___ STORED RECORDS ___

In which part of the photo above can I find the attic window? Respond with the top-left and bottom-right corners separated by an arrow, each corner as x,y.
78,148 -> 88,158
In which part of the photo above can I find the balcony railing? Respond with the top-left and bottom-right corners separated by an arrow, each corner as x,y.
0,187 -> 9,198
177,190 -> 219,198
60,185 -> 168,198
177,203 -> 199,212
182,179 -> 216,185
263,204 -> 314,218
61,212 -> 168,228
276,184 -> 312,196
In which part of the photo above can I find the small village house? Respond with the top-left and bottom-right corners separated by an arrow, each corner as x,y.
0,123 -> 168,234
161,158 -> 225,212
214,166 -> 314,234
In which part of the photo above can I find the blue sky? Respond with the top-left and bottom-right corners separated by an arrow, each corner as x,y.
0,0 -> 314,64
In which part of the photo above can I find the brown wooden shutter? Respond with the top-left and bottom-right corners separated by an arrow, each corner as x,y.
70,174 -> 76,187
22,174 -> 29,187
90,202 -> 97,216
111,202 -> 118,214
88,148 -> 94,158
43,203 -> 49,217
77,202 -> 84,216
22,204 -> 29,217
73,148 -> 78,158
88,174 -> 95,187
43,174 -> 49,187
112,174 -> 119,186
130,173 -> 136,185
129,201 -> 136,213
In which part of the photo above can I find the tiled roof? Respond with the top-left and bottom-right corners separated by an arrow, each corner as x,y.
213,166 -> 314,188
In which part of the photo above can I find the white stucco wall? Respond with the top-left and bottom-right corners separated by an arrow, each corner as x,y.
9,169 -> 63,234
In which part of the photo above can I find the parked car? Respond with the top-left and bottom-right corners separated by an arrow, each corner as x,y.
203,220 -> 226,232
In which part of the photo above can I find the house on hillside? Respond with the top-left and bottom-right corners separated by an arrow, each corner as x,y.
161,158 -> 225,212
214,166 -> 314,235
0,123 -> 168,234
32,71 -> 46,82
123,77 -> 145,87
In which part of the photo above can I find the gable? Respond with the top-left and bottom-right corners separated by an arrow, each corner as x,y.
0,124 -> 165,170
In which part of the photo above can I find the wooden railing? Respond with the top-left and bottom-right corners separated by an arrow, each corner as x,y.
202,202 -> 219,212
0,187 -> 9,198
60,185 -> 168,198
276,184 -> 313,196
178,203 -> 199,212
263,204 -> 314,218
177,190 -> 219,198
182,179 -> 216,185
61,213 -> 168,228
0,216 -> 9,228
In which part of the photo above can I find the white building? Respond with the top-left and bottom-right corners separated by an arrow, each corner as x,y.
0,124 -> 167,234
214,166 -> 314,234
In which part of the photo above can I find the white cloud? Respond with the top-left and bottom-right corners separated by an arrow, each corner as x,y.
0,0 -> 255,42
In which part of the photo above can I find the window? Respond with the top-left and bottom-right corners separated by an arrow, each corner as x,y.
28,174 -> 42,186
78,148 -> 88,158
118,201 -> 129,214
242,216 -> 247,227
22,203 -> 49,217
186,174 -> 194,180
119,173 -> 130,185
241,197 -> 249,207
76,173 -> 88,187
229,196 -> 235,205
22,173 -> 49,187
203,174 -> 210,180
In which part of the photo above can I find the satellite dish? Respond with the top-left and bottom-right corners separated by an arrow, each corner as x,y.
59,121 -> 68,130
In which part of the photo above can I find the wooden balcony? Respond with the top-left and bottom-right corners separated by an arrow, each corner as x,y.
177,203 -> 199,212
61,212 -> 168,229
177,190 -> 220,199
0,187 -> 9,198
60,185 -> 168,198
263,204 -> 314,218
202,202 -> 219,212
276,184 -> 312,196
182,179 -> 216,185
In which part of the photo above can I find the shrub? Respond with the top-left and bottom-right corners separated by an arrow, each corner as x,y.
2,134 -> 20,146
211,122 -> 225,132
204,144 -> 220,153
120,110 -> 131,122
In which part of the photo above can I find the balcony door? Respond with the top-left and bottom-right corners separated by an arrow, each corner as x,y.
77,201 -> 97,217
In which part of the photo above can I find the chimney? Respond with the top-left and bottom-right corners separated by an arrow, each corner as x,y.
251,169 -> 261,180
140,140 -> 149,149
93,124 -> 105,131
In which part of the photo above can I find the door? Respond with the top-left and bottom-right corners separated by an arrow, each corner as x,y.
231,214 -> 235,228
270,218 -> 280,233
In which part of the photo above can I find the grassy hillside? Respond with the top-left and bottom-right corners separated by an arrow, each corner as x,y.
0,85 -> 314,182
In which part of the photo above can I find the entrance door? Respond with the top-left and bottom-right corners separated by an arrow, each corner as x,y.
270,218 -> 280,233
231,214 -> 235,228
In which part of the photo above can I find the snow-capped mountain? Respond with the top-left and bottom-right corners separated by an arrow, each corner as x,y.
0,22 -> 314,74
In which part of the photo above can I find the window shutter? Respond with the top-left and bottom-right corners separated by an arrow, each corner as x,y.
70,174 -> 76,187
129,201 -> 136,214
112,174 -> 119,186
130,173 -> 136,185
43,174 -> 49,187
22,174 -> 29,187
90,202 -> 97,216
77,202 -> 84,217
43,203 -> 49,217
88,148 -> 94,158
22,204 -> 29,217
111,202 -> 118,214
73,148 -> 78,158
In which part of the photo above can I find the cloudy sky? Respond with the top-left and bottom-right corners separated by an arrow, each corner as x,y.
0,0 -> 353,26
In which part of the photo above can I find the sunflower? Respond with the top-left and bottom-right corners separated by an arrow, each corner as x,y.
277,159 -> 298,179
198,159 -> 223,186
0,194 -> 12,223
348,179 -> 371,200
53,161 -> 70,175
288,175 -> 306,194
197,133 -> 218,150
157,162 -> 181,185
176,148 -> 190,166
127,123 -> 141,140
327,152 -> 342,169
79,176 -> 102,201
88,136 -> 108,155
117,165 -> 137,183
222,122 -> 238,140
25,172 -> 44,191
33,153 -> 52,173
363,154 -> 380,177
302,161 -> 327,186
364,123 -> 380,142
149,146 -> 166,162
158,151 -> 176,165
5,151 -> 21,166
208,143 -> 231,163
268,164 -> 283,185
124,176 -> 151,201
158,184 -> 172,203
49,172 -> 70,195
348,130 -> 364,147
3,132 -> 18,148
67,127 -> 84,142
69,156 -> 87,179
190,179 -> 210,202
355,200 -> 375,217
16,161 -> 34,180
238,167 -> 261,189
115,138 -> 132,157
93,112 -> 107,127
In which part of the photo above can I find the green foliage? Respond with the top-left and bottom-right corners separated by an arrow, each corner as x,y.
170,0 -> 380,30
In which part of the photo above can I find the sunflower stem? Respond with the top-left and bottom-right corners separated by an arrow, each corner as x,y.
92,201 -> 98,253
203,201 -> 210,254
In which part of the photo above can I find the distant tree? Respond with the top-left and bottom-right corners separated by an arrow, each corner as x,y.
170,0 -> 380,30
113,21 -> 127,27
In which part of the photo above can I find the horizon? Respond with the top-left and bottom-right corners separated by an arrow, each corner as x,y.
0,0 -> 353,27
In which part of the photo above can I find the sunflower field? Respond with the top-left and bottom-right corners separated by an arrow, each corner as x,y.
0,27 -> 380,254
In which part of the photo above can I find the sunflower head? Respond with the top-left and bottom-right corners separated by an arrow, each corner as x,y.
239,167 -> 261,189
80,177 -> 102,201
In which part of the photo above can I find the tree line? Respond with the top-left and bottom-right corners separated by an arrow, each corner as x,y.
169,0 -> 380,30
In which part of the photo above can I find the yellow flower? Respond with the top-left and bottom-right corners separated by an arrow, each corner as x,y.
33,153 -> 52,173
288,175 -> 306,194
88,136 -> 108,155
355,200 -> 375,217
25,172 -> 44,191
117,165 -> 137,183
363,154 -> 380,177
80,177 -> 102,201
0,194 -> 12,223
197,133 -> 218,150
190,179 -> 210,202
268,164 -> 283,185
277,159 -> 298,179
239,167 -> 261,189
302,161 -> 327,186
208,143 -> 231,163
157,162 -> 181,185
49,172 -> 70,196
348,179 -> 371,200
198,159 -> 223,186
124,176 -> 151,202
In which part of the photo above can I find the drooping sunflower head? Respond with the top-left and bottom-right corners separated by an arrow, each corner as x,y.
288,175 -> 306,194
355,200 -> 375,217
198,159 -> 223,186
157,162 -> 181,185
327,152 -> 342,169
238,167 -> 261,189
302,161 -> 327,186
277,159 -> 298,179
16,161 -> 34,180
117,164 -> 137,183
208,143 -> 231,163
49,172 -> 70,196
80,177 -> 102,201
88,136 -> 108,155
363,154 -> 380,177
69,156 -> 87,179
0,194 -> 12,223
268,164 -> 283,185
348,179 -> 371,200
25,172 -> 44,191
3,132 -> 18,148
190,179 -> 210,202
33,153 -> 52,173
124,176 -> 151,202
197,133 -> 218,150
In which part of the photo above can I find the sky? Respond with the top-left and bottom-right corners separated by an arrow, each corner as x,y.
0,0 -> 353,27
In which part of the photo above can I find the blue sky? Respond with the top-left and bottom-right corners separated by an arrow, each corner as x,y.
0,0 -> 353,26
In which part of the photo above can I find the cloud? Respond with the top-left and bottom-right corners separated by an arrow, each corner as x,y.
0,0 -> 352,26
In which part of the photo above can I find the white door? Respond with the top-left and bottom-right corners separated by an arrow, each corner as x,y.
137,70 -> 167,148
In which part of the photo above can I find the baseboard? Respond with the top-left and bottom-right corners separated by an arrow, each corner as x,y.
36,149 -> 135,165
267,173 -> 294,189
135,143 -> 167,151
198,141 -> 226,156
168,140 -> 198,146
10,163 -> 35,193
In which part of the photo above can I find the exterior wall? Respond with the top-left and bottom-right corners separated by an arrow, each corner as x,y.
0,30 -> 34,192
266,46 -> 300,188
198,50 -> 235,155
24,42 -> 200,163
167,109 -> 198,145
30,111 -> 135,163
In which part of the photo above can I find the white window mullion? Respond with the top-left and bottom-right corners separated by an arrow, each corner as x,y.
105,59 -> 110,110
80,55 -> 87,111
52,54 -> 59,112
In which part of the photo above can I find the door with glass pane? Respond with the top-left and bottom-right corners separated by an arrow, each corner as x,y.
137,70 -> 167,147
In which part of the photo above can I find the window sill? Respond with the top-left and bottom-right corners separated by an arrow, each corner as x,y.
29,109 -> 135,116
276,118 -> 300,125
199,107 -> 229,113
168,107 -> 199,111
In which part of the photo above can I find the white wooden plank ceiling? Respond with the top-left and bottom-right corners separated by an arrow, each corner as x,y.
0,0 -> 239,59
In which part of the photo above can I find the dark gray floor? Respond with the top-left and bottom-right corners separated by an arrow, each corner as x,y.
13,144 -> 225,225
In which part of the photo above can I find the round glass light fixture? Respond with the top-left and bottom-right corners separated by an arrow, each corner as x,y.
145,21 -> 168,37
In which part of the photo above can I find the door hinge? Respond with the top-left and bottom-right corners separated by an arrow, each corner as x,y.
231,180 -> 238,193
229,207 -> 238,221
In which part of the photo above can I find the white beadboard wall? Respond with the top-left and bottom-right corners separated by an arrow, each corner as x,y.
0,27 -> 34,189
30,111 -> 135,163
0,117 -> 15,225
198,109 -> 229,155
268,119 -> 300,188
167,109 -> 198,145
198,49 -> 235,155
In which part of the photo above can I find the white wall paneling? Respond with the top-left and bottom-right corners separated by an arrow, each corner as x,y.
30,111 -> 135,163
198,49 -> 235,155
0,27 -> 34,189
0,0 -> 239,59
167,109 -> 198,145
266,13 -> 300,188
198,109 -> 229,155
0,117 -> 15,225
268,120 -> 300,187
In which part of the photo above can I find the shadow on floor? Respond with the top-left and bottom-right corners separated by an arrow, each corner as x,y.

___

__WHAT YOU NEED TO DO__. Reproduce the final stretch of the data above: every line from the one holding "the white beadboard" through the end, inclusive, exactly as written and nothing else.

__ANSWER FOR THIS EXERCISE__.
In which part of the photo above can I find the white beadboard wall? Respond with the top-left and bottom-right corners separated by an arrow, each corner as x,y.
0,27 -> 34,189
30,111 -> 135,163
0,117 -> 15,225
198,109 -> 229,155
268,119 -> 300,188
167,109 -> 198,145
198,49 -> 235,155
In which part of the photo above can I find the white wall paneling? Respond with the top-left and bottom-right corners separated by an arrow, each corner as x,y.
30,111 -> 135,163
198,49 -> 235,155
0,27 -> 34,189
0,0 -> 239,59
167,109 -> 198,145
266,13 -> 300,188
198,109 -> 229,155
0,117 -> 15,225
268,120 -> 300,187
In which part of the photo above can I find the shadow on floor? Respond with the top-left and bottom-right corners separated by an arrow, each corner as x,y.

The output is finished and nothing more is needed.